-------- Brano da leggere

Ma se la crescita è come un fiume che discende, i nostri timori ed insicurezze vi possono vedere anche delle fauci minacciose. In molte storie, essere inghiottiti da un pesce o da un drago prelude a una sorta di rinascita nel momento in cui si viene vomitati, come un'esperienza traumatica in cui muore una parte di noi, portando a una crescita interiore. In varie culture tribali, simili traumi simbolici erano evocati in cerimonie d'iniziazione con cui i giovani entravano nell'età virile. Allo stesso modo Pinocchio, che in quanto burattino non può crescere, una volta uscito dalla pancia del Pescecane muta in un bambino vero, che solo ora potrà diventare adulto. Essere fatto di legno corrispondeva evidentemente ad un rifiuto di crescere, più o meno inconscio.

----------------

Lavoro richiesto: Riscrivi, per favore, la parte del brano che comincia con "Ma se la crescita" e prosegue fino a "o meno inconscio.", cambiando "burattino" in "pupazzo". I record qui sotto sono materiale separato dal brano.

-------- Righe di dati

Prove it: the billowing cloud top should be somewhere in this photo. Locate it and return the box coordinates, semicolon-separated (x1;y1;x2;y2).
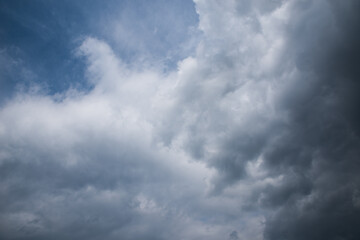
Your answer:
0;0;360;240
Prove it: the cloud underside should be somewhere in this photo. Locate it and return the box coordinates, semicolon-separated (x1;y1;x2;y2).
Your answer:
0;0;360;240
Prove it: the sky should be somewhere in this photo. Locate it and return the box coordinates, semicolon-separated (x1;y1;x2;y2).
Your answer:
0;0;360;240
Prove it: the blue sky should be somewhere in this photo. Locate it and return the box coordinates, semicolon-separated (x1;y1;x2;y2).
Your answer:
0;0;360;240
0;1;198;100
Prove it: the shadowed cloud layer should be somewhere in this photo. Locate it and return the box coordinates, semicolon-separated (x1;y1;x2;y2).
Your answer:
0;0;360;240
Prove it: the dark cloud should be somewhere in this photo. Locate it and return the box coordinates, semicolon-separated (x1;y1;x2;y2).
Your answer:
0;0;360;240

----------------
-------- Righe di dati

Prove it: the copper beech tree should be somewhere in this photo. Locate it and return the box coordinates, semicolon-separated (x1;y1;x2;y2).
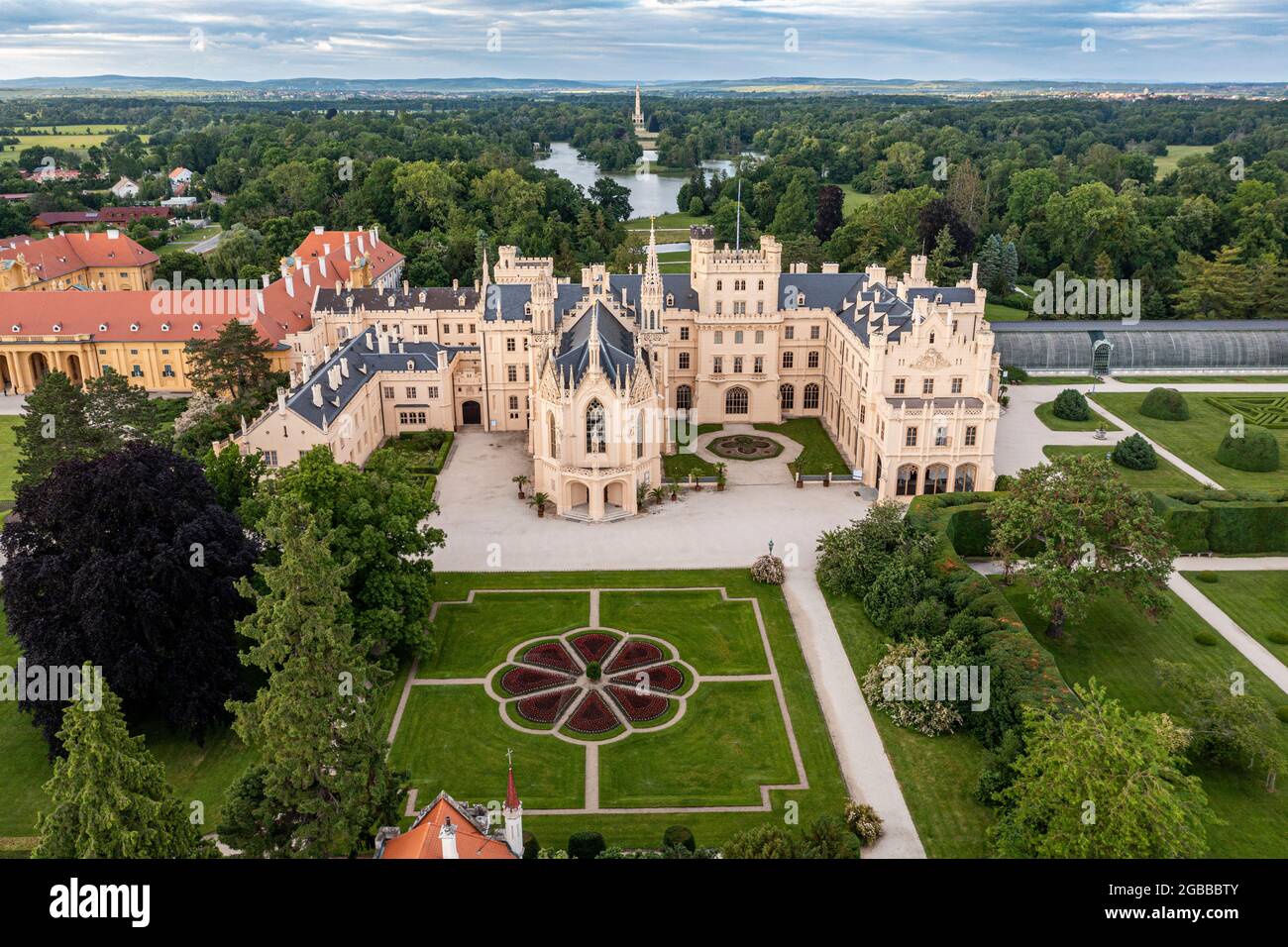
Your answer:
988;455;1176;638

----------------
-------- Righe di dati

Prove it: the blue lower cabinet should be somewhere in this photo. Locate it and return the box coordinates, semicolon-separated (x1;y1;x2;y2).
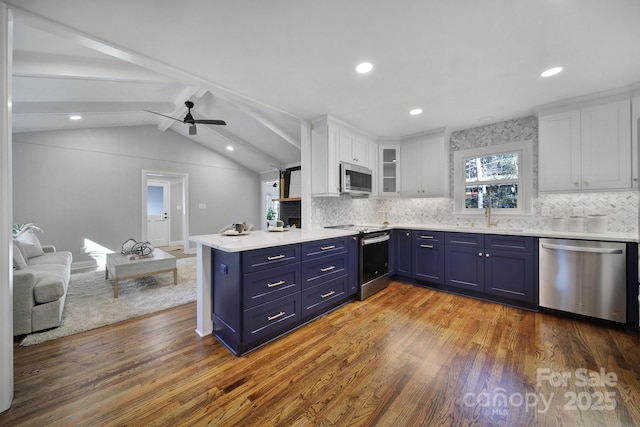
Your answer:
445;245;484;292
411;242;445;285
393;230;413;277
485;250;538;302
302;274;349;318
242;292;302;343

----------------

Risposta scritta:
Ma se la crescita è come un fiume che discende, i nostri timori ed insicurezze vi possono vedere anche delle fauci minacciose. In molte storie, essere inghiottiti da un pesce o da un drago prelude a una sorta di rinascita nel momento in cui si viene vomitati, come un'esperienza traumatica in cui muore una parte di noi, portando a una crescita interiore. In varie culture tribali, simili traumi simbolici erano evocati in cerimonie d'iniziazione con cui i giovani entravano nell'età virile. Allo stesso modo Pinocchio, che in quanto pupazzo non può crescere, una volta uscito dalla pancia del Pescecane muta in un bambino vero, che solo ora potrà diventare adulto. Essere fatto di legno corrispondeva evidentemente ad un rifiuto di crescere, più o meno inconscio.